• _Given problem_: Reproduce every row below verbatim, changing nothing.

• _Data shown_:

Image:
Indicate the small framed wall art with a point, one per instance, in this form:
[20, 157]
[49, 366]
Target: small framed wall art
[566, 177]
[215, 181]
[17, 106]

• _Problem solution_:
Image:
Indicate the small framed wall art with a point, one per instance, in this form:
[20, 157]
[49, 366]
Target: small framed wall art
[566, 177]
[215, 181]
[17, 106]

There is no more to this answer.